■ Task description: Repeat every one of the following items word for word, changing nothing.

■ Data records:
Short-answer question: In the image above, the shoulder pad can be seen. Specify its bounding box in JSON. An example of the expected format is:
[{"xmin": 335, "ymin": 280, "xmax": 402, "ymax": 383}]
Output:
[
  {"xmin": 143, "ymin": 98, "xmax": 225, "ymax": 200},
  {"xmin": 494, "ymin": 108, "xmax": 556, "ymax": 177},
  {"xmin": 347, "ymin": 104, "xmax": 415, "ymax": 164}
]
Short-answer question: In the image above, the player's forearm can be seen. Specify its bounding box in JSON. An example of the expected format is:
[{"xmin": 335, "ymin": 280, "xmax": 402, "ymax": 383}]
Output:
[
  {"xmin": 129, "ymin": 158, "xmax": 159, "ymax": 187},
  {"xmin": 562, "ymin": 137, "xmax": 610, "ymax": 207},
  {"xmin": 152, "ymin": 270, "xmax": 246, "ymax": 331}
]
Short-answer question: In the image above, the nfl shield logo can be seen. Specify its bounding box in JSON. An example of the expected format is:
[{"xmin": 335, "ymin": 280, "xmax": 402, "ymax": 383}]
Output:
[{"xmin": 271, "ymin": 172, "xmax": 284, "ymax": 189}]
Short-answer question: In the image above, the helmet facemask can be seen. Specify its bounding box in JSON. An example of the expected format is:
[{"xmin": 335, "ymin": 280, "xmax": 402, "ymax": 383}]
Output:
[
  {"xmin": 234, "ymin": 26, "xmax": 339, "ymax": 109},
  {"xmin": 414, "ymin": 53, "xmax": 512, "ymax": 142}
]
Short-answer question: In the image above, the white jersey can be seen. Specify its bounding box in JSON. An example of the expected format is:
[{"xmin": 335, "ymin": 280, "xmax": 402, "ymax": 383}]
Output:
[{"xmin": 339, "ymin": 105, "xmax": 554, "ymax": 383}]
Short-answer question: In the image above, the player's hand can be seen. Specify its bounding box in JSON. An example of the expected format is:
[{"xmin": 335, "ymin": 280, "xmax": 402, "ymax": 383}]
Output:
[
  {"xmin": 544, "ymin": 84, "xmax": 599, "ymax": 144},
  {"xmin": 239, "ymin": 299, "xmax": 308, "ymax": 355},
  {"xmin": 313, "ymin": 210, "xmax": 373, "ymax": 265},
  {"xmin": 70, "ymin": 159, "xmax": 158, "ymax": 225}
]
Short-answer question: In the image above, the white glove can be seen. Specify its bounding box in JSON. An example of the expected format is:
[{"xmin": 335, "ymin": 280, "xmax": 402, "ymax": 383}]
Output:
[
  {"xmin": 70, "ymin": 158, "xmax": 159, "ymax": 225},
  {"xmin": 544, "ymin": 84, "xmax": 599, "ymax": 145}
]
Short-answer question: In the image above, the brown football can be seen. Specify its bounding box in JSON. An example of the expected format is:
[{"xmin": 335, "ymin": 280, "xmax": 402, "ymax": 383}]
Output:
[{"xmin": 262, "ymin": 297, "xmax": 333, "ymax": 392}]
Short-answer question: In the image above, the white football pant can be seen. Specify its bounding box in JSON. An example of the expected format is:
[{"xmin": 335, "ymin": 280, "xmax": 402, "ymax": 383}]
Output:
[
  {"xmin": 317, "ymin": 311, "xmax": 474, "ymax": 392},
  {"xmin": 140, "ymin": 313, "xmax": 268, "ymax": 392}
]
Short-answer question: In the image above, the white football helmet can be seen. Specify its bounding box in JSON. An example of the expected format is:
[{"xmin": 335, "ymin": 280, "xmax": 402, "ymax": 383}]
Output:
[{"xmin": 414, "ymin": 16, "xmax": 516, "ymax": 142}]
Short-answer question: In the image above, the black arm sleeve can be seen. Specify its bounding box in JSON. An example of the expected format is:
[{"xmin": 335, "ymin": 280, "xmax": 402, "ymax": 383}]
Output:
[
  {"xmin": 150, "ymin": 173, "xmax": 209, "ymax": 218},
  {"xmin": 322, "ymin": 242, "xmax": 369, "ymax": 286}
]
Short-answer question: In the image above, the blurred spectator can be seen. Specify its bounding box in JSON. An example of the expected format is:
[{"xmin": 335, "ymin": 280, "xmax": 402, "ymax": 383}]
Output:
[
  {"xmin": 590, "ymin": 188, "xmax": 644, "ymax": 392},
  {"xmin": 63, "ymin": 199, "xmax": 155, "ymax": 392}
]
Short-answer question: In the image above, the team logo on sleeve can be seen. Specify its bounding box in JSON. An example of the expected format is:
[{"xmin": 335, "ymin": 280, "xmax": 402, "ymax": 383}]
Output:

■ Exercise output:
Short-answer question: In the image above, the shoulder pad can be seen. Specify its bounding box in JSON. An example of the expected format is:
[{"xmin": 335, "ymin": 280, "xmax": 402, "ymax": 383}]
Output:
[
  {"xmin": 143, "ymin": 98, "xmax": 225, "ymax": 200},
  {"xmin": 494, "ymin": 108, "xmax": 556, "ymax": 177},
  {"xmin": 347, "ymin": 104, "xmax": 415, "ymax": 164}
]
Short-answer question: In the image above, the player's forearm can be seen. Specify its bounding box in JSON. An example of the expected format is:
[{"xmin": 335, "ymin": 280, "xmax": 402, "ymax": 383}]
Output:
[
  {"xmin": 129, "ymin": 158, "xmax": 159, "ymax": 187},
  {"xmin": 562, "ymin": 137, "xmax": 610, "ymax": 207},
  {"xmin": 152, "ymin": 270, "xmax": 246, "ymax": 331}
]
Short-answer question: In the image above, the nfl shield logo can be seen. Specify its bounding box in JSON. An example of the expected format is:
[{"xmin": 335, "ymin": 280, "xmax": 402, "ymax": 383}]
Output:
[{"xmin": 271, "ymin": 172, "xmax": 284, "ymax": 189}]
Short-answer question: In the image above, the helmet facemask can be seen. Specify its bounding box in JSON. An example of the expected format is:
[{"xmin": 335, "ymin": 280, "xmax": 402, "ymax": 383}]
Output:
[
  {"xmin": 234, "ymin": 26, "xmax": 339, "ymax": 109},
  {"xmin": 414, "ymin": 53, "xmax": 512, "ymax": 142}
]
Short-answer question: In the image above, the white jersey can be seen. Specify its bounding box in JSON. An example of the expected format is:
[{"xmin": 335, "ymin": 280, "xmax": 402, "ymax": 383}]
Output:
[{"xmin": 339, "ymin": 105, "xmax": 554, "ymax": 383}]
Short-answer question: In the image above, the player's hand can be seen. Specify its bounding box in JSON. An example of the expected format is:
[{"xmin": 335, "ymin": 280, "xmax": 402, "ymax": 383}]
Output:
[
  {"xmin": 544, "ymin": 84, "xmax": 599, "ymax": 144},
  {"xmin": 239, "ymin": 299, "xmax": 308, "ymax": 355},
  {"xmin": 313, "ymin": 210, "xmax": 373, "ymax": 265},
  {"xmin": 70, "ymin": 159, "xmax": 158, "ymax": 225}
]
Short-answer question: In the image above, the white glove can be seen. Specify its bounding box in JSON. An example of the expected format is:
[{"xmin": 335, "ymin": 280, "xmax": 402, "ymax": 383}]
Output:
[
  {"xmin": 70, "ymin": 158, "xmax": 159, "ymax": 225},
  {"xmin": 544, "ymin": 84, "xmax": 599, "ymax": 145}
]
Short-answer question: In the image above, the brown football can be seen. Specify its bounding box in JSON. An example of the expected format is:
[{"xmin": 335, "ymin": 280, "xmax": 402, "ymax": 383}]
Output:
[{"xmin": 262, "ymin": 297, "xmax": 333, "ymax": 392}]
Short-answer question: In the image above, the white football pant can be seen. Specify its bounding box in JSON. An example of the expected format is:
[{"xmin": 335, "ymin": 280, "xmax": 402, "ymax": 383}]
Output:
[
  {"xmin": 317, "ymin": 311, "xmax": 474, "ymax": 392},
  {"xmin": 140, "ymin": 313, "xmax": 268, "ymax": 392}
]
Short-answer question: In the image above, the white football helmet can be seen. Specify its bounding box in JSON. An example of the expected format is:
[{"xmin": 335, "ymin": 280, "xmax": 402, "ymax": 383}]
Output:
[{"xmin": 414, "ymin": 16, "xmax": 516, "ymax": 142}]
Short-answer question: In the image above, the black arm sleeve can be seen. Specify its bounding box in JSON. An example of the expected format is:
[{"xmin": 335, "ymin": 280, "xmax": 402, "ymax": 383}]
Output:
[
  {"xmin": 150, "ymin": 173, "xmax": 209, "ymax": 218},
  {"xmin": 322, "ymin": 242, "xmax": 369, "ymax": 286}
]
Short-answer question: In the image above, the blurred spectator can be seen. Specify its bounding box in JSON. An example of the expected format is:
[{"xmin": 335, "ymin": 280, "xmax": 402, "ymax": 383}]
Output:
[
  {"xmin": 590, "ymin": 188, "xmax": 644, "ymax": 392},
  {"xmin": 63, "ymin": 199, "xmax": 155, "ymax": 392}
]
Short-answer question: In the image above, the team logo on sleeve can be seen. Specify its bounding box in JSON. An example of the expected format is:
[{"xmin": 335, "ymin": 280, "xmax": 402, "ymax": 383}]
Output:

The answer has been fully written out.